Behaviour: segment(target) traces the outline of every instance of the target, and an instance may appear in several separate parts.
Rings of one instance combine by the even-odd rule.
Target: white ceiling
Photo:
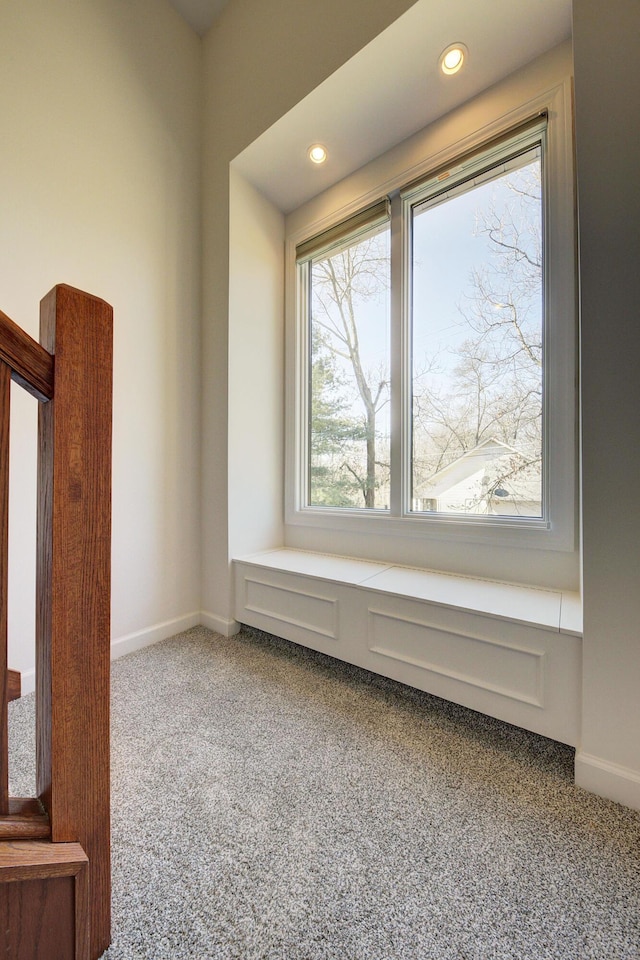
[[[289,212],[570,36],[571,0],[418,0],[234,164]],[[444,77],[438,58],[454,41],[468,64]],[[306,155],[317,141],[322,166]]]
[[[202,37],[227,0],[169,0],[169,2]]]

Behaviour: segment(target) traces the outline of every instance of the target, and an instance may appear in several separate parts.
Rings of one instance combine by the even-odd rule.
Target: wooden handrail
[[[0,361],[0,816],[9,813],[7,593],[9,588],[9,398],[11,370]]]
[[[49,896],[51,889],[51,904],[66,897],[68,910],[51,907],[47,944],[37,945],[37,956],[43,960],[53,956],[97,960],[110,941],[113,311],[103,300],[61,284],[41,302],[40,340],[36,343],[0,312],[0,915],[14,919],[24,915],[25,927],[29,927],[30,917],[41,907],[41,892]],[[9,798],[7,782],[12,380],[41,401],[36,582],[38,799],[33,800]],[[62,873],[59,856],[66,857]],[[45,883],[61,876],[70,879],[66,885],[46,886],[41,891],[22,884],[22,879],[30,876]],[[58,943],[61,930],[69,934],[72,914],[75,952],[71,940],[66,947]],[[27,956],[20,952],[22,947],[15,954],[15,945],[23,943],[23,932],[19,924],[6,932],[8,957]],[[0,953],[4,946],[2,941]]]
[[[53,356],[0,310],[0,360],[37,400],[53,396]]]

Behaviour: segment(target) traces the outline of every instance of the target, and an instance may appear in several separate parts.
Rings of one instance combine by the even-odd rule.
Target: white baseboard
[[[232,637],[240,629],[237,620],[225,620],[213,613],[196,610],[193,613],[185,614],[183,617],[165,620],[163,623],[156,623],[152,627],[136,630],[135,633],[128,633],[124,637],[112,640],[111,659],[117,660],[118,657],[124,657],[127,653],[142,650],[143,647],[150,647],[154,643],[159,643],[160,640],[167,640],[177,633],[183,633],[185,630],[190,630],[191,627],[199,626],[208,627],[215,633],[221,633],[223,637]],[[36,689],[35,668],[21,671],[20,682],[23,697],[28,693],[33,693]]]
[[[201,612],[200,623],[203,627],[208,627],[215,633],[221,633],[223,637],[232,637],[240,629],[237,620],[226,620],[223,617],[217,617],[215,613],[209,613],[207,610]]]
[[[182,633],[191,627],[198,627],[201,622],[199,611],[195,611],[194,613],[187,613],[183,617],[176,617],[174,620],[156,623],[153,627],[147,627],[145,630],[137,630],[135,633],[118,637],[117,640],[111,641],[111,659],[117,660],[118,657],[133,653],[134,650],[150,647],[151,644],[158,643],[160,640],[174,637],[176,633]]]
[[[576,753],[575,774],[578,787],[633,810],[640,810],[640,771],[579,750]]]

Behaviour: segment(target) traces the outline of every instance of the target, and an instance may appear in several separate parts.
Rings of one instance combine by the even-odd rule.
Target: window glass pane
[[[411,507],[541,517],[539,148],[467,187],[413,208]]]
[[[310,264],[311,506],[389,508],[389,234]]]

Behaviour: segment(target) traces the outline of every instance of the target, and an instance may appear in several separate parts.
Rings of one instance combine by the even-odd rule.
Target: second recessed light
[[[309,147],[308,156],[312,163],[324,163],[327,159],[326,147],[323,147],[321,143],[314,143],[313,146]]]
[[[464,43],[452,43],[440,54],[440,69],[450,77],[461,69],[468,56]]]

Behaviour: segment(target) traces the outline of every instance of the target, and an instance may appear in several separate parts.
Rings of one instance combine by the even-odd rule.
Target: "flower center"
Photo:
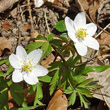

-*-*-

# What you are asked to do
Please output every line of the records above as a Markdown table with the columns "Row" and "Line", numbering each row and skipping blank lines. Leave the pictures out of the table.

# Task answer
| Row | Line |
|---|---|
| 1 | Behaviour: segment(target) traces the outline of every instance of the target, and an instance may appear in several separate parts. |
| 2 | Rings of one instance combine by the even-odd rule. |
| 3 | Target: white ceiling |
| 4 | Photo: |
| 5 | [[[289,212],[570,36],[571,0],[418,0],[234,164]],[[444,77],[438,58],[454,41],[468,64]],[[306,155],[317,141],[322,166]]] |
| 6 | [[[202,37],[227,0],[169,0],[169,2]]] |
| 7 | Behaviour: segment(target) traces the outline of every instance of the target, and an instance may appear in several separate parts. |
| 8 | Rings of one instance combine by the even-odd rule. |
| 9 | Target: wooden handrail |
| 10 | [[[0,361],[0,816],[9,813],[7,593],[9,588],[9,398],[11,370]]] |
| 11 | [[[49,896],[51,889],[51,904],[66,897],[68,910],[51,907],[47,944],[37,945],[37,956],[43,960],[53,956],[97,960],[110,941],[113,311],[103,300],[61,284],[41,302],[40,340],[36,343],[0,312],[0,915],[14,919],[24,915],[25,927],[29,927],[30,917],[41,907],[41,892]],[[9,798],[7,782],[12,380],[41,401],[36,582],[38,799],[33,800]],[[62,873],[59,856],[66,857]],[[45,883],[61,876],[70,879],[66,885],[46,886],[41,891],[22,884],[22,879],[30,876]],[[58,943],[61,930],[69,934],[72,914],[75,952],[71,940],[66,947]],[[27,956],[20,952],[22,947],[15,954],[15,945],[23,943],[23,932],[19,924],[6,932],[8,957]],[[0,953],[4,946],[2,941]]] |
| 12 | [[[53,356],[0,310],[0,360],[37,400],[53,396]]] |
| 13 | Behaviour: segment(target) traces the outline of every instance of the target, and an instance may appear in several separate parts. |
| 14 | Rings of one instance combine by the even-odd rule. |
| 15 | Target: white baseboard |
| 16 | [[[232,637],[240,629],[237,620],[225,620],[213,613],[196,610],[193,613],[185,614],[183,617],[165,620],[163,623],[156,623],[152,627],[136,630],[135,633],[128,633],[124,637],[112,640],[111,659],[117,660],[118,657],[124,657],[127,653],[142,650],[143,647],[150,647],[154,643],[159,643],[160,640],[167,640],[177,633],[183,633],[185,630],[190,630],[191,627],[199,626],[208,627],[215,633],[221,633],[223,637]],[[36,689],[35,668],[21,671],[20,682],[23,697],[28,693],[33,693]]] |
| 17 | [[[201,612],[200,623],[203,627],[208,627],[215,633],[221,633],[223,637],[232,637],[240,629],[237,620],[226,620],[223,617],[217,617],[215,613],[209,613],[207,610]]] |
| 18 | [[[182,633],[191,627],[198,627],[201,622],[199,611],[195,611],[194,613],[187,613],[183,617],[176,617],[174,620],[156,623],[153,627],[147,627],[145,630],[137,630],[135,633],[118,637],[117,640],[111,641],[111,659],[117,660],[118,657],[133,653],[134,650],[150,647],[151,644],[158,643],[160,640],[174,637],[176,633]]] |
| 19 | [[[576,753],[575,774],[578,787],[633,810],[640,810],[640,771],[579,750]]] |
| 20 | Behaviour: segment(target) traces the outline of every instance of the target, and an instance may appear in several separate parts. |
| 21 | Rings of one instance combine by the even-odd rule. |
| 22 | Target: window glass pane |
| 23 | [[[411,507],[541,517],[539,148],[467,187],[413,208]]] |
| 24 | [[[310,264],[311,506],[389,508],[389,234]]] |
| 25 | Behaviour: segment(target) traces the outline of every instance of the target, and an instance may appear in several separate parts. |
| 26 | Rings of one instance combine by the even-odd rule. |
| 27 | Target: second recessed light |
| 28 | [[[309,147],[308,156],[312,163],[324,163],[327,159],[326,147],[323,147],[321,143],[314,143],[313,146]]] |
| 29 | [[[464,43],[452,43],[440,54],[440,69],[450,77],[461,69],[468,56]]] |
| 30 | Behaviour: segment(target) traces the outline of every instance of the target, and an instance may appear in several separate parts. |
| 31 | Rings of one instance combine by the even-odd rule. |
| 32 | Target: "flower center" |
| 33 | Photo: |